— 문제 —
"Detect white wall."이 있는 행부터 마지막 행까지 다시 적되, "checkered" 표현을 "striped" 표현으로 바꾸고 나머지는 그대로 두세요.

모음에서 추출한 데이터
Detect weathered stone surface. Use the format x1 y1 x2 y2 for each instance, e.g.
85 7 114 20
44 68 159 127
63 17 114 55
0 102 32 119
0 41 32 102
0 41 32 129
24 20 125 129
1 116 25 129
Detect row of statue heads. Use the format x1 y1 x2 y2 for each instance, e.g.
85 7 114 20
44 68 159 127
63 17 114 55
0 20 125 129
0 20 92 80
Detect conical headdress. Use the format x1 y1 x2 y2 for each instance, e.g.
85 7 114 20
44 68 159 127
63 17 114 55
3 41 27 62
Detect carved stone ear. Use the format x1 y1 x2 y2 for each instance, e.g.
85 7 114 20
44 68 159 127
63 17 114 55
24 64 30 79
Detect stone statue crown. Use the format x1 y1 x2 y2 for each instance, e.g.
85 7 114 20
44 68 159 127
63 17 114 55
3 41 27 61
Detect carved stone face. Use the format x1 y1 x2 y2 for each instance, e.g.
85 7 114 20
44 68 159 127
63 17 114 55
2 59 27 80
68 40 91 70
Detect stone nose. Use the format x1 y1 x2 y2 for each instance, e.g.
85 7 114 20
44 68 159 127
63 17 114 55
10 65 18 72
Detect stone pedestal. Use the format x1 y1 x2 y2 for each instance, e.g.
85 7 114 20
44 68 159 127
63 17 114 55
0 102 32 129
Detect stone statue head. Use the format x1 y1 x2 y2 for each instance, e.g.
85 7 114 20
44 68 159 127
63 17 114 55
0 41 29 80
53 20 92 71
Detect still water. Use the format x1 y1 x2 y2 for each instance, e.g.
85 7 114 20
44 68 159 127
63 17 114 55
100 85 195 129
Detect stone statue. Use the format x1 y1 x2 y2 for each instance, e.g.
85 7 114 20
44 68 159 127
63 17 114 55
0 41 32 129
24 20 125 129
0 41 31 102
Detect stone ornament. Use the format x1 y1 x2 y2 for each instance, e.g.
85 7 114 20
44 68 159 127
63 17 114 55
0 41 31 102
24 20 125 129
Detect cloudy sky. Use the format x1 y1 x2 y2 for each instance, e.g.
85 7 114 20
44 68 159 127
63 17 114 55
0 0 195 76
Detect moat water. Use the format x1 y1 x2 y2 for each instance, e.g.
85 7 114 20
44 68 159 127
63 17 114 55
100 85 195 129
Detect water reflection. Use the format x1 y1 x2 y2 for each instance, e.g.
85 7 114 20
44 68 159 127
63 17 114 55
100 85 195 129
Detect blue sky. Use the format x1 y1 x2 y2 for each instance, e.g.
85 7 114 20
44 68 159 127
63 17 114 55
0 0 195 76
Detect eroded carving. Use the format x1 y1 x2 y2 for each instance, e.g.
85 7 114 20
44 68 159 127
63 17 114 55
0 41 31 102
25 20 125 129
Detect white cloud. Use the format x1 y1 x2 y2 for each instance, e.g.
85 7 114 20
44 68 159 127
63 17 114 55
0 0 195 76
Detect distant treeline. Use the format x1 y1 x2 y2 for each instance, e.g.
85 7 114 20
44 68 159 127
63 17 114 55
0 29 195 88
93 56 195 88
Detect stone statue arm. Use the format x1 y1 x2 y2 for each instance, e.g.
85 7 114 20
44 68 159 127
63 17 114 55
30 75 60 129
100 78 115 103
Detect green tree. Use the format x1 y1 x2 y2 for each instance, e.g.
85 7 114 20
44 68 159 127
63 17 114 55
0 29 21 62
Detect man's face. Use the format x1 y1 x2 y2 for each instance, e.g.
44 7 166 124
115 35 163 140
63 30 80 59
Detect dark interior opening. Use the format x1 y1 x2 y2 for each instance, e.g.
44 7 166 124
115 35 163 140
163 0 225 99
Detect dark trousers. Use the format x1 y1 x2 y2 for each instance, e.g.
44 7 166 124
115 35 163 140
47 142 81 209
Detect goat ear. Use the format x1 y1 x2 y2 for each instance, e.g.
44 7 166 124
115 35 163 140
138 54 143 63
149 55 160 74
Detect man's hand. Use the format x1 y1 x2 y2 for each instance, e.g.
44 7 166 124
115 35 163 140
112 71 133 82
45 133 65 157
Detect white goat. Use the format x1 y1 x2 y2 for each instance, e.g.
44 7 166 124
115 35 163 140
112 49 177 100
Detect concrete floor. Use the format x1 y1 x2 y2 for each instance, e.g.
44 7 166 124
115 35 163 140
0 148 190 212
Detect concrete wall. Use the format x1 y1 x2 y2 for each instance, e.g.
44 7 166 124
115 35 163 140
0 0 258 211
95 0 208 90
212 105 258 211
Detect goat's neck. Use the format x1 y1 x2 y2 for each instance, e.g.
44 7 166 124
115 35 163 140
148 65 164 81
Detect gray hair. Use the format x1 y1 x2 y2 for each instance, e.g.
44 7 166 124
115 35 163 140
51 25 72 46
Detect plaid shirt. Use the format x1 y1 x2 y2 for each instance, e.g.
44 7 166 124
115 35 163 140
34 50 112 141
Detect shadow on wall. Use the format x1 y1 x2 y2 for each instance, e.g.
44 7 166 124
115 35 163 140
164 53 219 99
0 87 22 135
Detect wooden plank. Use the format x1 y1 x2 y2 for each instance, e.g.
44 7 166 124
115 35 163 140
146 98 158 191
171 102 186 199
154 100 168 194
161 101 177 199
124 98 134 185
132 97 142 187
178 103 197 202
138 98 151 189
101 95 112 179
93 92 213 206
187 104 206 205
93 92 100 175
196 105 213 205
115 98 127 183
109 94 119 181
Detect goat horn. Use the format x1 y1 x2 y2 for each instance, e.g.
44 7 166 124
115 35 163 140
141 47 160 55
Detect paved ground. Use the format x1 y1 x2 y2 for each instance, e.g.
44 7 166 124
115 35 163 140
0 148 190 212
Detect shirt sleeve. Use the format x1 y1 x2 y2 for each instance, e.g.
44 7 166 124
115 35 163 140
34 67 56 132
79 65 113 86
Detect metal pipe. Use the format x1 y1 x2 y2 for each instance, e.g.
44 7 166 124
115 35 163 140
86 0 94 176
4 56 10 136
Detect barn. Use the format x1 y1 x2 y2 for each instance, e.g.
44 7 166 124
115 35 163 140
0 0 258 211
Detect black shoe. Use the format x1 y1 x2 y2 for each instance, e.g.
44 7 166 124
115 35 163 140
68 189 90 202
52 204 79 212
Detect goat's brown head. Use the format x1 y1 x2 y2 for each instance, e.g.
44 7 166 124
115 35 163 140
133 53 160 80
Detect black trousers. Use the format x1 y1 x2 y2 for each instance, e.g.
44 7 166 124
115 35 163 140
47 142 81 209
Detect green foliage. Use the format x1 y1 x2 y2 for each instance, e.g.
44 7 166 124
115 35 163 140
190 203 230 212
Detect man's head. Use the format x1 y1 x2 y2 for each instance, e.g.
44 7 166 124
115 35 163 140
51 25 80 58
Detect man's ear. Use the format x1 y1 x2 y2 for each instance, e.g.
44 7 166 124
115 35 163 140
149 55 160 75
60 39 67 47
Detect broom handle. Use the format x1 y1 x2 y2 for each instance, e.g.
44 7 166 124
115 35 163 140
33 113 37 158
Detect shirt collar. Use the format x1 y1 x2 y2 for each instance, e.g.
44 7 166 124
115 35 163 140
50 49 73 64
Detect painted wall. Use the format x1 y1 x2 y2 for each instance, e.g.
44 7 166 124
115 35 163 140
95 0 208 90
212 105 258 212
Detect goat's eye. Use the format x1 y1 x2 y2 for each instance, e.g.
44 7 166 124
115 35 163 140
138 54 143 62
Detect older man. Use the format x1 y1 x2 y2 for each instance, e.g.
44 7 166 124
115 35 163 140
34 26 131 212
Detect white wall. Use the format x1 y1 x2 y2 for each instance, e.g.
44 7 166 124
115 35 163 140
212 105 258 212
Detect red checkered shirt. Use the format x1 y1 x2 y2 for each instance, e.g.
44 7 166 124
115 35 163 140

— 풀이 —
Detect white wall. Use the format x1 y1 x2 y2 for each instance, e.g.
44 7 166 124
115 35 163 140
212 105 258 212
Detect red striped shirt. Use the format x1 y1 x2 y2 for each instance, e.g.
44 7 166 124
115 35 163 140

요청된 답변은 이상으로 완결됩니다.